De Raad constateerde dat in de periode in geding sprake was van werkzaamheden in twee landen, zoals bedoeld in Verordening (EG) nr. 883/2004. De Raad oordeelde dat de objectieve situatie van de werknemer bepalend is voor de vraag of een substantieel gedeelte van de werkzaamheden in Nederland werd verricht. De Raad volgde de rechtbank in haar oordeel dat betrokkene niet aannemelijk had gemaakt dat hij in 2012 en 2013 een substantieel gedeelte van zijn werkzaamheden in Nederland verrichtte, maar dat dit wel het geval was voor de periode van 1 januari 2014 tot en met 30 september 2015. De Raad bevestigde de uitspraak van de rechtbank en oordeelde dat de Nederlandse sociale zekerheidswetgeving op betrokkene van toepassing was voor deze periode.

De uitspraak benadrukt het belang van objectieve gegevens bij de beoordeling van de toepasselijkheid van sociale zekerheidswetgeving in grensoverschrijdende situaties. De Raad wees erop dat de bewijslast bij de werknemer ligt en dat onduidelijkheden in de bewijsvoering voor zijn risico komen. De uitspraak heeft implicaties voor werknemers die in meerdere lidstaten werkzaam zijn en de toepassing van sociale zekerheidswetgeving in dergelijke gevallen.
============
**Opdracht:** Voor welke periode was volgens de tekst over deze uitspraak de Nederlandse sociale zekerheidswetgeving op betrokkene van toepassing? Haal je antwoord alleen uit de tekst hierboven.
============
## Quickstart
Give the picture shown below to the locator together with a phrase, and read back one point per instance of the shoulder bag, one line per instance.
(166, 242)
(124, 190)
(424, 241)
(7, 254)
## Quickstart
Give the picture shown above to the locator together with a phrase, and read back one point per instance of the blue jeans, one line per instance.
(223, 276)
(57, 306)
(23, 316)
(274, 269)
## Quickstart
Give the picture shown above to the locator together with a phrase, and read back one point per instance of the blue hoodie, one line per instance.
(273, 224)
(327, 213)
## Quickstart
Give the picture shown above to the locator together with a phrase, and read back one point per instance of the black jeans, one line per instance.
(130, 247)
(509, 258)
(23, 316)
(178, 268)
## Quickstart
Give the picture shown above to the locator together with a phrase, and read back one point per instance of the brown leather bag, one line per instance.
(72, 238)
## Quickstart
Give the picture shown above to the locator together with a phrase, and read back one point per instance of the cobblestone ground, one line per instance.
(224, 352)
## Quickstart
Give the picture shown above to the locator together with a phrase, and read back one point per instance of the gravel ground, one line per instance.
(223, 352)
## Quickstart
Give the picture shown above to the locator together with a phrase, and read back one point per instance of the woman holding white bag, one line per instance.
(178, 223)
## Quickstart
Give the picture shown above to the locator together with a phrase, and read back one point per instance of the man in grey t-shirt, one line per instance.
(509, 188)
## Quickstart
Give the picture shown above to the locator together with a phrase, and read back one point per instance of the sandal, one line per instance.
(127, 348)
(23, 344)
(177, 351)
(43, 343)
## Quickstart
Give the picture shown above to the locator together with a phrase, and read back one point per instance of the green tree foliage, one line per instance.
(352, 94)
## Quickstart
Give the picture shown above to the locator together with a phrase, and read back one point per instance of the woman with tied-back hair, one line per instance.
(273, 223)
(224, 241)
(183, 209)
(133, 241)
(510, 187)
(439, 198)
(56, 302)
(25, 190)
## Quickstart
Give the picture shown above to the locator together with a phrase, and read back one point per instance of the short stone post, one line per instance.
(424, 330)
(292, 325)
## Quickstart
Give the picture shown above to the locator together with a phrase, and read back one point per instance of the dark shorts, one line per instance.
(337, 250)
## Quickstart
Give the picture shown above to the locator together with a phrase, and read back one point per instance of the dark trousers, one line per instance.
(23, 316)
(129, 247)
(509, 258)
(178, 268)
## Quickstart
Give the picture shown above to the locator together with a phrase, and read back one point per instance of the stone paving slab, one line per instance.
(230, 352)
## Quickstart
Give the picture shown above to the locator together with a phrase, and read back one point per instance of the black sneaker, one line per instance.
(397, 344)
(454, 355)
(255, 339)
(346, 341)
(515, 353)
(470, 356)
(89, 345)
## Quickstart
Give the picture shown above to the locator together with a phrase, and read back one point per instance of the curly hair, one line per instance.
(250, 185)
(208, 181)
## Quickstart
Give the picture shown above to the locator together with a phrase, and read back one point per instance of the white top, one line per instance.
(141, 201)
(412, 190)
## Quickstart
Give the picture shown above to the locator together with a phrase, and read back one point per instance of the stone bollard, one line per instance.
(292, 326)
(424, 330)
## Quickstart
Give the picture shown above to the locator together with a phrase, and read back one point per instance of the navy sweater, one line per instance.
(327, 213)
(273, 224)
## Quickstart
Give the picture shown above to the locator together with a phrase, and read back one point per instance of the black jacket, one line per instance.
============
**Uitkomst:** Van 1 januari 2014 tot en met 30 september 2015.